§ Instruction:
Rewrite the entries from the line containing "Review flag — the window" down to the line containing "[225,47,263,104]", both included, keeping every request line and raising each bounding-box coordinate in the answers by 96.

§ Region annotation entries:
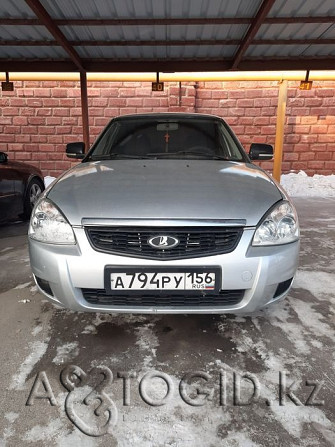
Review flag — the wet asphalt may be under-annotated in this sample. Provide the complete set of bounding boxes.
[0,198,335,447]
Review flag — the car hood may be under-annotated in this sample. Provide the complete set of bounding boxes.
[48,159,283,226]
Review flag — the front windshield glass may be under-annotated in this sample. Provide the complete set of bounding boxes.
[87,117,246,161]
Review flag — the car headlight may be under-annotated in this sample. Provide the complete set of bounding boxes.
[252,201,299,246]
[28,199,76,245]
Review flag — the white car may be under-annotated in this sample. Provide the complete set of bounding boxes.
[29,113,299,314]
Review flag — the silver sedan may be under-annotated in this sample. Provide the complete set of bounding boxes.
[29,113,299,314]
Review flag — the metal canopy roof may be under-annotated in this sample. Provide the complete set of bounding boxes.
[0,0,335,72]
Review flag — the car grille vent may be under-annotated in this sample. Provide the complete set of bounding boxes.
[85,226,243,260]
[81,289,245,308]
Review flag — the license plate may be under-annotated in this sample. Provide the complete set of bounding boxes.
[105,267,220,293]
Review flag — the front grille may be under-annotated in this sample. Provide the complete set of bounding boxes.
[85,226,243,260]
[81,289,245,308]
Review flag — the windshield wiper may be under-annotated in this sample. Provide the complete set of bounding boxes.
[89,152,150,161]
[151,151,234,161]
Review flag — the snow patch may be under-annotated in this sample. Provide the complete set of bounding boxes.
[5,411,19,424]
[14,281,31,289]
[44,175,56,188]
[280,171,335,197]
[9,338,50,391]
[52,341,79,365]
[293,270,335,300]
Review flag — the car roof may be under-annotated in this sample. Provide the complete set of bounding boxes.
[113,112,222,120]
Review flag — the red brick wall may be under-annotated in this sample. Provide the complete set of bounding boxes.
[0,81,335,176]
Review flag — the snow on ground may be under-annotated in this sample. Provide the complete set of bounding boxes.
[280,171,335,197]
[44,171,335,197]
[44,175,56,188]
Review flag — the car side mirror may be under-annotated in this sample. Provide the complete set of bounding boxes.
[0,152,8,163]
[249,143,273,160]
[66,141,85,158]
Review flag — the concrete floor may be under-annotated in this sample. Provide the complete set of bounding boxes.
[0,198,335,447]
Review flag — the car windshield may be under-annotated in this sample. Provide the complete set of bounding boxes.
[86,116,246,161]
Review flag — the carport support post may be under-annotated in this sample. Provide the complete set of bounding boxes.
[273,81,287,182]
[80,71,90,152]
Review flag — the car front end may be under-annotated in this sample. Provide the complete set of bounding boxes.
[29,113,299,314]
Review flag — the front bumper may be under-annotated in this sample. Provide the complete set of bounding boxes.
[29,228,299,314]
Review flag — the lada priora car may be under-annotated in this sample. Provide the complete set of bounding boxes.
[29,113,299,314]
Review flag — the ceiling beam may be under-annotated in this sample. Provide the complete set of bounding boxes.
[0,57,334,73]
[0,16,335,26]
[25,0,85,71]
[0,38,335,47]
[231,0,276,70]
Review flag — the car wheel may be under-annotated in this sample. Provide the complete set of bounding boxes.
[23,178,44,219]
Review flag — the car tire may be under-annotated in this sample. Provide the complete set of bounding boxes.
[23,178,45,219]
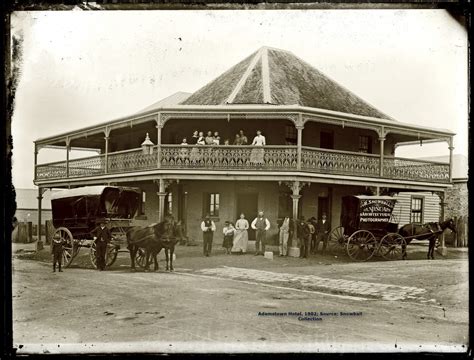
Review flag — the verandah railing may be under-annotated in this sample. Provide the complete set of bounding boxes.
[36,145,449,183]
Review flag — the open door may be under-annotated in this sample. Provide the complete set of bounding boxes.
[235,193,258,240]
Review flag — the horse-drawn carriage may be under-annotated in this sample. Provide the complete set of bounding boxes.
[328,195,406,261]
[328,195,456,261]
[51,186,145,267]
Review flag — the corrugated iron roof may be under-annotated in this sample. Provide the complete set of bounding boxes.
[180,47,393,120]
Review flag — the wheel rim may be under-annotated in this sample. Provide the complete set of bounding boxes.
[90,242,118,269]
[346,230,377,261]
[328,226,347,252]
[135,248,146,269]
[379,233,406,260]
[53,228,74,267]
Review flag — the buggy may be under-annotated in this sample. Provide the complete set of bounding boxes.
[51,186,144,267]
[328,195,406,261]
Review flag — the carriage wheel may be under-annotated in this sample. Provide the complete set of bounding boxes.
[135,248,146,269]
[53,227,77,268]
[328,226,347,253]
[89,241,119,269]
[346,230,377,261]
[379,233,406,260]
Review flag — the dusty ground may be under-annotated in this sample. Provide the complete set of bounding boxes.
[13,242,468,353]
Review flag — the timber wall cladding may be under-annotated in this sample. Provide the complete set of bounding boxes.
[393,192,440,226]
[445,182,469,217]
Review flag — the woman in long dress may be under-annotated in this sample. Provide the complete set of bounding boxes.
[250,130,266,166]
[189,131,205,165]
[232,214,249,254]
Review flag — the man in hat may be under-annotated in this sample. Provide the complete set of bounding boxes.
[51,238,64,272]
[201,214,216,256]
[314,213,331,254]
[297,216,311,258]
[93,219,112,271]
[250,211,270,255]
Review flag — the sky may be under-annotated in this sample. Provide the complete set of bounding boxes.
[12,10,468,188]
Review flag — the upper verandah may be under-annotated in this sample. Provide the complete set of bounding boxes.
[35,47,454,145]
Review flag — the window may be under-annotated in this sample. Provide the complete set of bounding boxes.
[165,192,173,214]
[137,190,146,216]
[410,196,423,224]
[203,193,220,217]
[319,131,334,149]
[285,125,298,145]
[359,135,372,154]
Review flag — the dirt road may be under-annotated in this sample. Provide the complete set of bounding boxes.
[13,246,468,354]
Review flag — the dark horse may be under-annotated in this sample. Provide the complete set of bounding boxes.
[398,219,456,260]
[127,217,181,271]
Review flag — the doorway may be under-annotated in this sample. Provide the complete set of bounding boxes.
[235,193,258,240]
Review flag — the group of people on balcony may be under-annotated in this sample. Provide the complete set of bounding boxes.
[181,130,266,146]
[180,130,266,165]
[201,211,331,258]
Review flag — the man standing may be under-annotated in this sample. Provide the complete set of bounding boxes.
[251,211,270,255]
[314,213,331,254]
[93,220,112,271]
[51,238,64,272]
[297,217,311,258]
[201,214,216,256]
[279,216,293,256]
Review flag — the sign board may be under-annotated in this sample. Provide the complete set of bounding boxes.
[359,199,396,223]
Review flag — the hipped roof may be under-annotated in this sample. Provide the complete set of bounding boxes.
[180,47,390,119]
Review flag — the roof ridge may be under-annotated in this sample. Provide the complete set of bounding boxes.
[261,47,272,104]
[272,51,397,121]
[225,47,263,104]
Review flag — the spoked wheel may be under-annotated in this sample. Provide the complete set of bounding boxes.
[53,227,75,267]
[135,248,146,269]
[378,233,406,260]
[89,241,119,269]
[328,226,347,253]
[346,230,377,261]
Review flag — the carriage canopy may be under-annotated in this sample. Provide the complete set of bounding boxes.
[341,195,398,234]
[51,186,141,228]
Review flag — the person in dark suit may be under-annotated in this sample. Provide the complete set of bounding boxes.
[296,216,311,258]
[308,216,318,254]
[201,214,216,256]
[93,220,112,271]
[314,213,331,254]
[51,238,64,272]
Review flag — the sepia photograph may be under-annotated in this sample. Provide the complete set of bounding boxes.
[9,7,469,355]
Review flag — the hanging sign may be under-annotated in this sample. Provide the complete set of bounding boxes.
[360,199,396,223]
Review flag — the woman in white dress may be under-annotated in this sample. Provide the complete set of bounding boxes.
[232,214,249,254]
[250,130,266,165]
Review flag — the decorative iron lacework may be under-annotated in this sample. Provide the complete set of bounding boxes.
[301,148,380,177]
[36,145,449,183]
[36,161,66,180]
[69,155,105,177]
[108,147,158,173]
[383,158,449,183]
[161,145,297,170]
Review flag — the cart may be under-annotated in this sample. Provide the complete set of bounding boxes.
[51,186,145,268]
[328,195,406,261]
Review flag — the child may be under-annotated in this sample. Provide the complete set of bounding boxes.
[51,238,63,272]
[222,221,235,254]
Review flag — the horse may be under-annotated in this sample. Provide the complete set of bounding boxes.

§ Correct answer:
Review flag — the window may be under-annotated in this sample. Provide the complete set of bounding boxes.
[261,288,269,310]
[233,286,242,312]
[506,292,519,320]
[299,289,316,313]
[415,227,430,245]
[381,221,394,241]
[455,231,468,250]
Review flag — the dirt road may be under-annotated in this sample. Provide the complete set of bounding boxes.
[109,342,564,450]
Review flag — the dark horse may be under-annotated in this sample. Provide the complete set of bounding boxes.
[494,315,552,356]
[223,313,277,367]
Review flag — the doorway may be under-annotated in this sample. Provide the complete set of bounding boxes.
[331,289,354,336]
Review flag — the group of people on balcony may be under-annotated in this sample. Provide the complete set of bounding boxes.
[277,226,362,242]
[276,226,362,261]
[297,307,427,354]
Review flag — the man standing may be under-annotated in this sample. Provide the complete set of bounding boxes.
[347,307,366,351]
[410,309,427,350]
[189,316,208,367]
[147,334,160,368]
[393,313,407,354]
[297,310,312,352]
[375,312,389,352]
Review flag — the sign board may be under-annotated in this sample. Provide the complete set of bounding boxes.
[455,295,492,319]
Review flag — the hipped roof may be under-annotated in this sample. Provide the complete set of bounding boxes.
[276,143,486,215]
Review flag — the roof ridge may be under-annotated in this sample. Provide the complete set of bounding boxes.
[357,143,368,200]
[368,147,493,217]
[321,143,359,200]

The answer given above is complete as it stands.